> [Problem to solve] Report, as a single number, how many lines of the records contain the word "front".

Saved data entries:
● ● ● ●

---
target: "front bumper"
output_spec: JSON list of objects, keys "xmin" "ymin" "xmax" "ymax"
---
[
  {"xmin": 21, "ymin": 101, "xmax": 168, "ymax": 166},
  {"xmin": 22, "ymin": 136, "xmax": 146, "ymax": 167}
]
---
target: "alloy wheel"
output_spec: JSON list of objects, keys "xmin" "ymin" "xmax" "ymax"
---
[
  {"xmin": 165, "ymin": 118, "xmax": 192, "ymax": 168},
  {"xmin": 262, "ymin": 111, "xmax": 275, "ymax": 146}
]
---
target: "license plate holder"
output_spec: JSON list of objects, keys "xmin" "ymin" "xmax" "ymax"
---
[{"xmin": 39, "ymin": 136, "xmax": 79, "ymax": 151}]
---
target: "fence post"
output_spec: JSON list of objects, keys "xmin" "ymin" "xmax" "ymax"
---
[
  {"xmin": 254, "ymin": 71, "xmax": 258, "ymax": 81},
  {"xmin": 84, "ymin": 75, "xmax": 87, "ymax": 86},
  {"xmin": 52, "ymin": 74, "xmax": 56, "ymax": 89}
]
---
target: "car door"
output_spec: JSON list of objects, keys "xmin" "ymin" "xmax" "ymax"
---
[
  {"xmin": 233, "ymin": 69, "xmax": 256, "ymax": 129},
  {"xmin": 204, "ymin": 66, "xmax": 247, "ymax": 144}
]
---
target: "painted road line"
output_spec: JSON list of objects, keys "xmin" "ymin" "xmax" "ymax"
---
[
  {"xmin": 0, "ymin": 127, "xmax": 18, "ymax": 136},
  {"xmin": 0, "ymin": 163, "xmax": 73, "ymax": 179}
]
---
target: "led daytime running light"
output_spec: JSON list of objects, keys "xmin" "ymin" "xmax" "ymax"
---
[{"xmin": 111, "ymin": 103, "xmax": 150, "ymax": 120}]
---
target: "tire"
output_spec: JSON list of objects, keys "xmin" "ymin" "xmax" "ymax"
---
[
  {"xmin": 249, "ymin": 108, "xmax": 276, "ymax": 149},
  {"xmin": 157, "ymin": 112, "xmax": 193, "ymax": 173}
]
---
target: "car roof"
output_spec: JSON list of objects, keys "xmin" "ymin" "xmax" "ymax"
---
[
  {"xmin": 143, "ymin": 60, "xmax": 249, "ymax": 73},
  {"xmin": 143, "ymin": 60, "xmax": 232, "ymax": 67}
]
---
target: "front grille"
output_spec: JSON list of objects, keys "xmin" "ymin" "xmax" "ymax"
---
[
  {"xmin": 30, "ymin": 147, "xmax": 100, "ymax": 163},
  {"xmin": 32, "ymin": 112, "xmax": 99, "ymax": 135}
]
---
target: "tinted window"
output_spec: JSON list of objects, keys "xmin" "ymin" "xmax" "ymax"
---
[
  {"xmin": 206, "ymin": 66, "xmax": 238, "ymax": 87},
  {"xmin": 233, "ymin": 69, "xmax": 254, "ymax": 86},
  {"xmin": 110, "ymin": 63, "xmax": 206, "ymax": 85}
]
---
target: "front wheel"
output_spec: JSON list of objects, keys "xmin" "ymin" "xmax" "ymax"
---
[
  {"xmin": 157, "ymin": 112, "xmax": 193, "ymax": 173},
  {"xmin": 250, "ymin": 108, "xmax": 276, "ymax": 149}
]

● ● ● ●

> [Result for this task] 3